:: SHORT TASK ::
Convert the rows below into a numbered list, starting with the line that contains "the red rock" and continuing through the end of the rows, omitting any blank lines.

:: PROVIDED INFORMATION ::

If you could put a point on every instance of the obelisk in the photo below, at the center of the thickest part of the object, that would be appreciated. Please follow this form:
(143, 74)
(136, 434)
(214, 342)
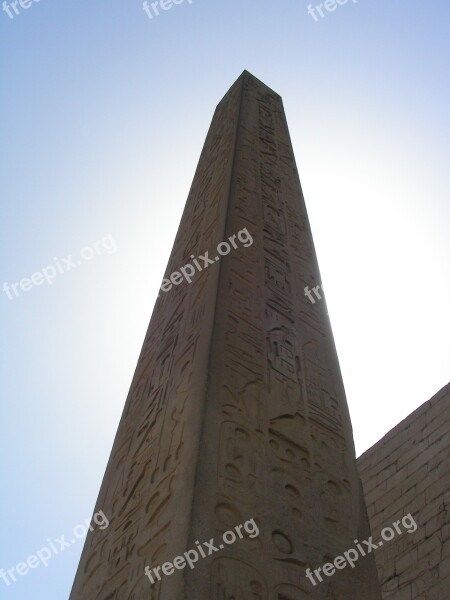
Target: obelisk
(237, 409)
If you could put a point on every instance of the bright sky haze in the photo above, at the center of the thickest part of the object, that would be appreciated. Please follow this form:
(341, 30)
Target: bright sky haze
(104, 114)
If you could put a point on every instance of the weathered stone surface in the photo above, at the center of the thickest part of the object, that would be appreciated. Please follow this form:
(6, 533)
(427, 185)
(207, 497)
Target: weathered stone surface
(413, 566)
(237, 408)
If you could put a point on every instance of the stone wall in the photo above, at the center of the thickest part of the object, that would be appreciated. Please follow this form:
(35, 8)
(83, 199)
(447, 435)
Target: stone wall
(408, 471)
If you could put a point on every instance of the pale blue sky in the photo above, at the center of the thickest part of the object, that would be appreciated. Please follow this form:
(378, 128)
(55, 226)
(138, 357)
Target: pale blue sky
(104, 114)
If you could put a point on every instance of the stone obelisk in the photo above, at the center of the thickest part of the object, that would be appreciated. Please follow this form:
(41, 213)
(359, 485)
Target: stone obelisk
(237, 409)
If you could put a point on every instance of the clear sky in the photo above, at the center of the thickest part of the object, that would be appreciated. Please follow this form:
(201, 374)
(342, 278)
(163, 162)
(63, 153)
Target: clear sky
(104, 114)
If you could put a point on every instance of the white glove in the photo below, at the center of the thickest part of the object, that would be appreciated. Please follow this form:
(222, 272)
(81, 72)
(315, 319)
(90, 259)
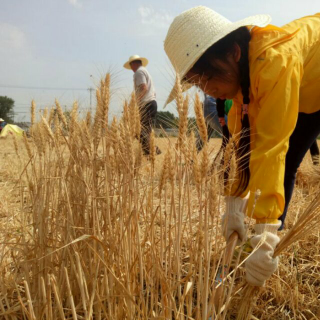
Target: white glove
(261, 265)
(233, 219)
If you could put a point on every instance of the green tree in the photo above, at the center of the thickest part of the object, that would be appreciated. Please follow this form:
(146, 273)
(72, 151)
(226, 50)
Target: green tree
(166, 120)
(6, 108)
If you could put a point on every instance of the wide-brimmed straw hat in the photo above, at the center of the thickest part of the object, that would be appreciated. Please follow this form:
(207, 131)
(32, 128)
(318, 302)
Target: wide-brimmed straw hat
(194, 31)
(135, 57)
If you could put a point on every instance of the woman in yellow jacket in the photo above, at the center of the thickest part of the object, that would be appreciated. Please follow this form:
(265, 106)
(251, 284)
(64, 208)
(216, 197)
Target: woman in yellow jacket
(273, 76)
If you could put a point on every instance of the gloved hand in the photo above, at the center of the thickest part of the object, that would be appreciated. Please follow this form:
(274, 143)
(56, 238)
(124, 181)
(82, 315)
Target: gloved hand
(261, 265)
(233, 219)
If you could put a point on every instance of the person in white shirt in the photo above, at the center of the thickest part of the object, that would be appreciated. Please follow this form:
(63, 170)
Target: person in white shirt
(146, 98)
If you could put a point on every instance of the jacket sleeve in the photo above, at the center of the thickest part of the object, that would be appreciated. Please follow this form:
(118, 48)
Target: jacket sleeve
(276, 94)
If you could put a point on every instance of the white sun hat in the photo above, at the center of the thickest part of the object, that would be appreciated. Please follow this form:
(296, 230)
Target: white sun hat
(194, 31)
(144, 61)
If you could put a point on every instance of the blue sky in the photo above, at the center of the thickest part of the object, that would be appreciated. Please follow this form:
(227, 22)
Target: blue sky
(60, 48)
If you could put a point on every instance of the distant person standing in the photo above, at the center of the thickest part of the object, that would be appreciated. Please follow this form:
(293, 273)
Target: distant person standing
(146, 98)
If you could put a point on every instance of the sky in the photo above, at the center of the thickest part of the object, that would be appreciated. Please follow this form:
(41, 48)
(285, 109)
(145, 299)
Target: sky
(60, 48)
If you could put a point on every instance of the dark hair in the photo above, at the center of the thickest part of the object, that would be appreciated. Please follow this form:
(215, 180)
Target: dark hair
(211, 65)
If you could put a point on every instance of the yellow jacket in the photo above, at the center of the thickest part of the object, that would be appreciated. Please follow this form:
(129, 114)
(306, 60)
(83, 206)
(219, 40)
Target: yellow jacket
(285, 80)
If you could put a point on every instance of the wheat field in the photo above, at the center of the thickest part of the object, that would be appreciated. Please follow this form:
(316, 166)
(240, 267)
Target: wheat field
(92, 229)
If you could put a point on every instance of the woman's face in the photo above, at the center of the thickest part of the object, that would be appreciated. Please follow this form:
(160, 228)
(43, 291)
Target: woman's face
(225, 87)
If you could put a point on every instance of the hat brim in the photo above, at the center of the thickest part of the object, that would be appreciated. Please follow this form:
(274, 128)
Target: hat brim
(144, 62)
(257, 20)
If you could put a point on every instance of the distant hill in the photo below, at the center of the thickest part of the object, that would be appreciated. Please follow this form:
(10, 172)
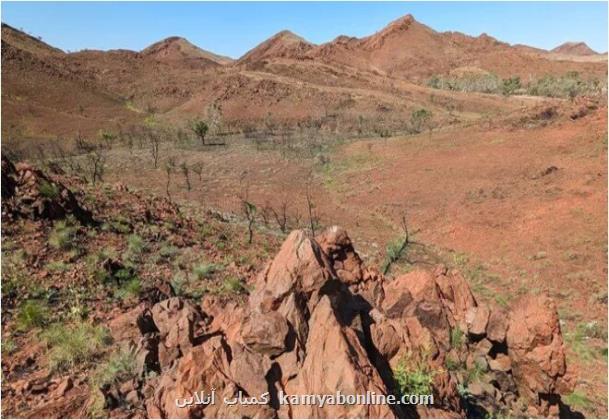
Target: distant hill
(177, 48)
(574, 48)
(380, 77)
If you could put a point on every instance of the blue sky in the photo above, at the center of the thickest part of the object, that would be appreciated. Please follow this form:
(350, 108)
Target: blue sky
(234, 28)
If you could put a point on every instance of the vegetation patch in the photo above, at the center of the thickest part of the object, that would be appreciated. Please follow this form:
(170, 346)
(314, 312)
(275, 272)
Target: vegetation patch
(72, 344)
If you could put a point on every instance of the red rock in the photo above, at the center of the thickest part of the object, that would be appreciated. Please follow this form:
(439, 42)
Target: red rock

:: TASK ANSWER ::
1. If you could put a point on every instance of the red rock in the photo above, at the center of the thickest part of the object, that would be appreciated. Please follow this form:
2. (439, 42)
3. Target: red rock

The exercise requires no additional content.